## Aufgabe 1:
Beantworte die folgenden Fragen anhand des Textauszugs:
(a) Wer stand bei der neuen Fassung von «Feeling Good» an den Reglern?
(b) Auf welchem Stück beklagt Jay-Z, auf dem Weg nach oben so wenige schwarze Gesichter zu sehen?
(c) Wie alt ist der als Altmeister bezeichnete Rapper?
## Aufgabe 2:
Erkläre mit Hilfe des Textauszugs, warum «Watch The Throne» keine Revolution liefern muss.

## Textauszug:
Nicht, dass sie in den Luxussuiten nicht Hof halten würden. Am Mikrophon darf Jay-Z's Gemahlin Beyonce ihre Stimme erheben – und Frank Ocean. Der singt bei Wolf Gang, dem Underground-Phänomen aus Los Angeles, und gilt hiermit als geadelt. Ansonsten lassen sich die Herren von den musikalischen Ahnen begleiten. Otis Reddings «Try a Little Tenderness» wird in den Händen Wests zu einer gewitzten Unterlage, über der Kanye und Jay-Z um die Wette prahlen. Und selbst Nina Simones tausendfach gesampeltes «Feeling Good» erscheint in neuem Licht. Da stand Wu-Tang-Clan-Mastermind RZA an den Reglern – einer der wenigen, die West bei der Musik zur Hand gehen durften. Simones Stimme stimmt die Majestäten nachdenklich, und sie rappen über das Leben, das sie ihren Söhnen einmal überlassen werden.
Ansonsten erzählen die beiden den Mythos des Rap immer wieder – von der Strassenecke zu Reichtum durch Musik. Dazu gehört nicht nur Angeberei. Auf «Murder to Excellence» beklagt Jay-Z, auf dem Weg nach oben so wenige schwarze Gesichter zu sehen, und Kanye West beweint die Opfer der Gewalt in den Ghettos.
Das darf zwar immer wieder gesagt werden, den Hip-Hop neu erfunden haben sie damit natürlich nicht. Aber über weite Strecken fügen sich die majestätische Reimkunst des 41jährigen Altmeisters und die etwas quengelnde Stimme des sieben Jahre jüngeren Thronfolgers zu einem flüssigen Ganzen.
Auf «Watch The Throne» fehlen die Hits für die Clubs und das Radio, es fehlen aber auch die Füller. Dafür wird das Album besser, je öfter man es hört. Kanye West vertraut mehr auf bewährtes Hip-Hop-Handwerk als auf seinem letzten Album «My Beautiful Dark Twisted Fantasy», bleibt aber auf der Höhe der Zeit. Keine Revolution also – dafür sind die amtierenden Könige auch nicht zuständig. Sie müssen nur ihre Position bestätigen. Die Mission ist erfüllt.

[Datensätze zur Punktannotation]
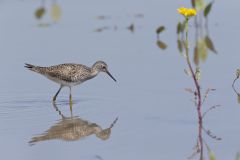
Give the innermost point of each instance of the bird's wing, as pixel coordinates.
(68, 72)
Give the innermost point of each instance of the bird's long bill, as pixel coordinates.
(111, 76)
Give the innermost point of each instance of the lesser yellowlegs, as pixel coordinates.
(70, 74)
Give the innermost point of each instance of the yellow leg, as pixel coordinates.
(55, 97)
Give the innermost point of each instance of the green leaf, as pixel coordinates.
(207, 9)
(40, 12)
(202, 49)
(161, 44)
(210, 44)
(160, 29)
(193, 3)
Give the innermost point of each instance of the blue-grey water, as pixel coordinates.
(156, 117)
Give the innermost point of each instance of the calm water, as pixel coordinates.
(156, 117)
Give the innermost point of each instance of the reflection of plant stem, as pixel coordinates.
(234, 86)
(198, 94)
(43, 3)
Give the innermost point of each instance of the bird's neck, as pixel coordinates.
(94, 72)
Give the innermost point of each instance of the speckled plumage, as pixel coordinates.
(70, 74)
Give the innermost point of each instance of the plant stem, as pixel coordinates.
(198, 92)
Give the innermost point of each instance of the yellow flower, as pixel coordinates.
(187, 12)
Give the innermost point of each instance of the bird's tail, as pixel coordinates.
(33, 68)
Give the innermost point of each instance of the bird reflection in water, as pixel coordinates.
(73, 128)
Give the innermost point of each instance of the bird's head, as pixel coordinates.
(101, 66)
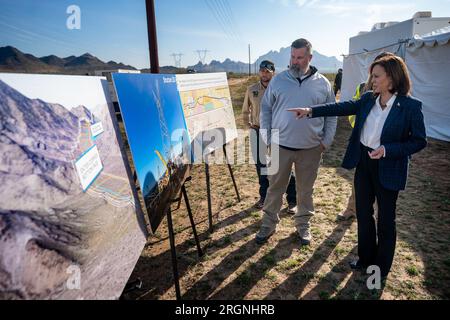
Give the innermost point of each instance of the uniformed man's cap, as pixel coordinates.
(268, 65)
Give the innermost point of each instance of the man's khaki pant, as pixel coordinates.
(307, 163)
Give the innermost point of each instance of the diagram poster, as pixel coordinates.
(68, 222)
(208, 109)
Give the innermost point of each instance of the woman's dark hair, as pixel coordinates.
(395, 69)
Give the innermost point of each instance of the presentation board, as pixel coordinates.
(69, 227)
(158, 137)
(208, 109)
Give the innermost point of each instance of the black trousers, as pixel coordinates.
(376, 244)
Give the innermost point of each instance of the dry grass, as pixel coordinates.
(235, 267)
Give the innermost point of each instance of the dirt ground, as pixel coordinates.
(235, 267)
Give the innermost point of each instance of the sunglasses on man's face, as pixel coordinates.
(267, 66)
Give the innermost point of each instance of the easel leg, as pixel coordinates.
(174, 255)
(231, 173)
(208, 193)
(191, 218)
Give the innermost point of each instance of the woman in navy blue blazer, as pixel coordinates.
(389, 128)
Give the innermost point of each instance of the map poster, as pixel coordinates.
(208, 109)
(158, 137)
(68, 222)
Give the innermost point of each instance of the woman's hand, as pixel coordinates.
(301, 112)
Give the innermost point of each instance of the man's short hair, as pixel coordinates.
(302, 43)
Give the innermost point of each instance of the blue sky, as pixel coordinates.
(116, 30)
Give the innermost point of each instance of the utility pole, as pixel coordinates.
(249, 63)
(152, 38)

## Erwartete Antwort 1:
(a) Wu-Tang-Clan-Mastermind RZA.
(b) Auf «Murder to Excellence».
(c) 41 Jahre.

## Erwartete Antwort 2:
Laut Textauszug sind die amtierenden Könige für eine Revolution nicht zuständig. Sie müssen nur ihre Position bestätigen, und diese Mission ist erfüllt.